- Opening Delimiter -

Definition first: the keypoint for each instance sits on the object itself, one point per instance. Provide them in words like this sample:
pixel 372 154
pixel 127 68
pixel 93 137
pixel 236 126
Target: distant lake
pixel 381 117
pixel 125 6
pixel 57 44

- Closing Delimiter -

ACTIVITY -
Reproduce every entry exactly, with nothing added or dropped.

EXERCISE RESULT -
Definition first: the keypoint for each instance sits on the object itself, one point per instance. Provide them in words like this sample:
pixel 372 154
pixel 127 68
pixel 93 137
pixel 236 126
Target: distant lake
pixel 381 117
pixel 125 6
pixel 57 44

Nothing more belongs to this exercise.